SHORT PROBLEM: Your task is to copy the listing exactly, with the pictures left out.

━━━ THE RECORDS

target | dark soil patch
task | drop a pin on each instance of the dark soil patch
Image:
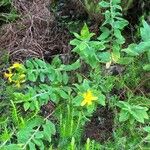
(100, 127)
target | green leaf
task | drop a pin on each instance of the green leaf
(75, 42)
(104, 4)
(32, 146)
(120, 39)
(26, 106)
(29, 64)
(147, 129)
(123, 116)
(54, 98)
(65, 78)
(63, 94)
(101, 100)
(85, 33)
(31, 76)
(146, 67)
(105, 33)
(49, 130)
(56, 62)
(82, 46)
(45, 95)
(42, 77)
(116, 2)
(104, 56)
(39, 135)
(145, 31)
(120, 24)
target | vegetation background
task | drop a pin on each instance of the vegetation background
(75, 74)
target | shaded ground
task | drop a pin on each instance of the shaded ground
(101, 125)
(38, 33)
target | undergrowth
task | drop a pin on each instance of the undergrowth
(105, 75)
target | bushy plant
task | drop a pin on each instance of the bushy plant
(76, 95)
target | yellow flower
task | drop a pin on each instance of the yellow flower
(88, 98)
(9, 76)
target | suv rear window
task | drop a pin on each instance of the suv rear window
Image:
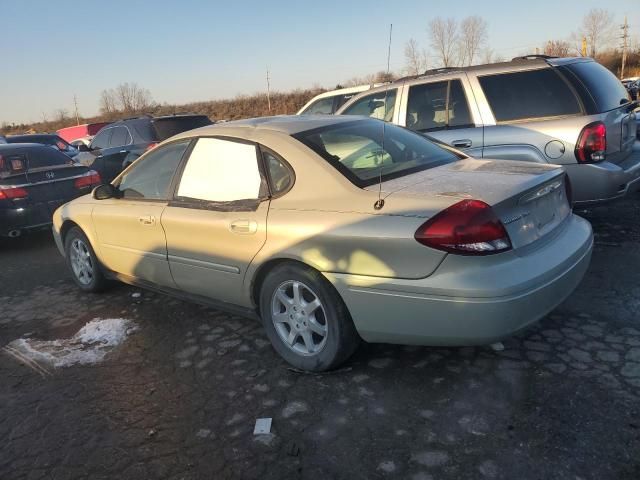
(529, 94)
(605, 88)
(168, 127)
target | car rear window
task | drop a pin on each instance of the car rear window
(168, 127)
(606, 90)
(530, 94)
(367, 150)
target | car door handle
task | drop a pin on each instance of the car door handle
(243, 227)
(464, 143)
(147, 220)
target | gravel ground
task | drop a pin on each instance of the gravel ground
(180, 396)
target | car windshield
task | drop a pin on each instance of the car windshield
(367, 150)
(170, 126)
(51, 140)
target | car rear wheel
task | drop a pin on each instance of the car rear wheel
(82, 262)
(305, 319)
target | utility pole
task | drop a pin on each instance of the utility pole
(625, 37)
(75, 103)
(268, 91)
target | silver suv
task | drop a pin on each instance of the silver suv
(568, 111)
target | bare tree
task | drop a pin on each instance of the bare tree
(132, 98)
(471, 39)
(443, 33)
(415, 58)
(597, 28)
(557, 48)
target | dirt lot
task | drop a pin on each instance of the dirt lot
(179, 398)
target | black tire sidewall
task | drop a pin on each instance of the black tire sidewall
(97, 281)
(341, 336)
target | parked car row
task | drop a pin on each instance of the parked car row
(34, 181)
(333, 229)
(633, 86)
(117, 145)
(53, 141)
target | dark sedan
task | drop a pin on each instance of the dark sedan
(34, 181)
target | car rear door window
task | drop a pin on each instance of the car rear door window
(322, 106)
(150, 177)
(46, 157)
(529, 94)
(220, 170)
(279, 173)
(604, 87)
(379, 105)
(101, 140)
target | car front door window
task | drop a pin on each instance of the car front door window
(150, 177)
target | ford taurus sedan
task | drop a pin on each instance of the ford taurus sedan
(332, 230)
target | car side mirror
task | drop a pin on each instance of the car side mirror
(105, 191)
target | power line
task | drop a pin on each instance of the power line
(625, 37)
(268, 91)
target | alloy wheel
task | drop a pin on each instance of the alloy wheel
(299, 318)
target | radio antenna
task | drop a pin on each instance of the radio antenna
(380, 202)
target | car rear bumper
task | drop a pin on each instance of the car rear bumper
(470, 300)
(602, 182)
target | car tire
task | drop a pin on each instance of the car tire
(82, 262)
(306, 321)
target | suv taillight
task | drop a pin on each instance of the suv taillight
(89, 179)
(12, 193)
(568, 190)
(469, 227)
(592, 143)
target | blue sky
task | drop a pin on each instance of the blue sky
(202, 50)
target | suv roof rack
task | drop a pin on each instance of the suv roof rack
(533, 57)
(439, 70)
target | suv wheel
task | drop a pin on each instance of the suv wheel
(82, 261)
(305, 319)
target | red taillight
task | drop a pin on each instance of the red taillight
(468, 228)
(12, 193)
(592, 143)
(89, 179)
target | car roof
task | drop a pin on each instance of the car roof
(517, 64)
(288, 124)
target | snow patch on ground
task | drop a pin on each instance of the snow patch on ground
(89, 345)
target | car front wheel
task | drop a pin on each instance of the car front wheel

━━━━━━

ANSWER BELOW:
target | dark soil patch
task | drop a pin on each instance of the dark soil patch
Image:
(100, 127)
target | green leaf
task | drop a pin on each instance of the green leaf
(75, 42)
(104, 4)
(32, 146)
(120, 39)
(26, 106)
(29, 64)
(147, 129)
(123, 116)
(54, 98)
(65, 78)
(63, 94)
(101, 100)
(85, 33)
(31, 76)
(146, 67)
(105, 33)
(49, 130)
(56, 62)
(82, 46)
(45, 95)
(42, 77)
(116, 2)
(104, 56)
(39, 135)
(145, 31)
(120, 24)
target | vegetation background
task | drop a pin on each instance of the vegetation background
(75, 74)
target | shaded ground
task | drop a pin on each instance of the shaded ground
(101, 125)
(38, 33)
target | undergrowth
task | drop a pin on each instance of the undergrowth
(105, 75)
target | bushy plant
task | drop a pin on each instance of the bushy plant
(76, 95)
target | yellow flower
task | drop a pin on each instance of the yellow flower
(88, 98)
(9, 76)
target | suv rear window
task | drop a pin on each instance of the suv rear window
Image:
(529, 94)
(605, 88)
(168, 127)
target | car rear window
task | drop a pin on each instance of the car rear window
(168, 127)
(606, 90)
(530, 94)
(367, 150)
target | car door handle
task | drop a pin on each instance of the car door handle
(243, 227)
(464, 143)
(147, 220)
target | gravel ground
task | drop a pin on each instance of the gravel ground
(180, 396)
target | car windshield
task | drop a pin on each instance of the car windshield
(367, 150)
(170, 126)
(51, 140)
target | car rear wheel
task | drop a pin on each instance of the car rear wheel
(82, 262)
(305, 319)
target | utility pole
task | drop a pin on each instance of the utility pole
(625, 37)
(75, 103)
(268, 91)
target | silver suv
task | drop a pin on each instance of the silver suv
(568, 111)
target | bare tree
task | drop a pin on each instance of the bare tree
(132, 98)
(471, 39)
(443, 33)
(415, 58)
(597, 28)
(557, 48)
target | dirt lot
task | drop a pin on each instance of the dirt lot
(179, 398)
target | black tire sidewall
task | drop a pin on each instance of the black tire sidewall
(97, 281)
(341, 336)
target | parked car row
task | drop a pin on each instance of the parked car row
(34, 181)
(333, 229)
(633, 86)
(117, 145)
(53, 141)
target | dark sedan
task | drop a pin on each instance of the dark sedan
(34, 181)
target | car rear door window
task | drop a pin on each instance of the car rear door window
(322, 106)
(150, 177)
(46, 157)
(529, 94)
(220, 170)
(279, 173)
(604, 87)
(379, 105)
(101, 140)
target | car front door window
task | drop a pin on each instance of the car front door window
(150, 177)
target | ford taurus sedan
task | drop a pin on each instance of the ford taurus sedan
(332, 230)
target | car side mirror
task | drop a pin on each instance of the car side mirror
(105, 191)
target | power line
task | drop a pin on each instance of the power line
(625, 37)
(268, 91)
target | alloy wheel
task | drop a pin on each instance of the alloy wheel
(299, 318)
target | radio antenna
task | drop a pin on each instance of the radio antenna
(380, 202)
target | car rear bumper
task | drop a pin on each instance of the car rear bumper
(470, 300)
(602, 182)
target | car tire
task | drop a pin on each instance of the car tire
(82, 262)
(306, 321)
target | suv taillight
task | drop a pin on each instance of the suv taillight
(89, 179)
(12, 193)
(568, 190)
(469, 227)
(592, 143)
target | blue sky
task | drop a pin on each instance of the blue sky
(202, 50)
target | suv roof rack
task | drop a pin on each instance of the suv roof rack
(533, 57)
(439, 70)
target | suv wheel
task | drop a pin on each instance of the suv wheel
(82, 261)
(305, 319)
target | red taillight
task | drop a pin on each instance of the red taillight
(468, 228)
(12, 193)
(592, 143)
(89, 179)
target | car roof
task | drop a pin on each instance of the car roof
(517, 64)
(288, 124)
target | snow patch on ground
task | drop a pin on each instance of the snow patch on ground
(89, 345)
target | car front wheel
task | drop a pin on each instance of the car front wheel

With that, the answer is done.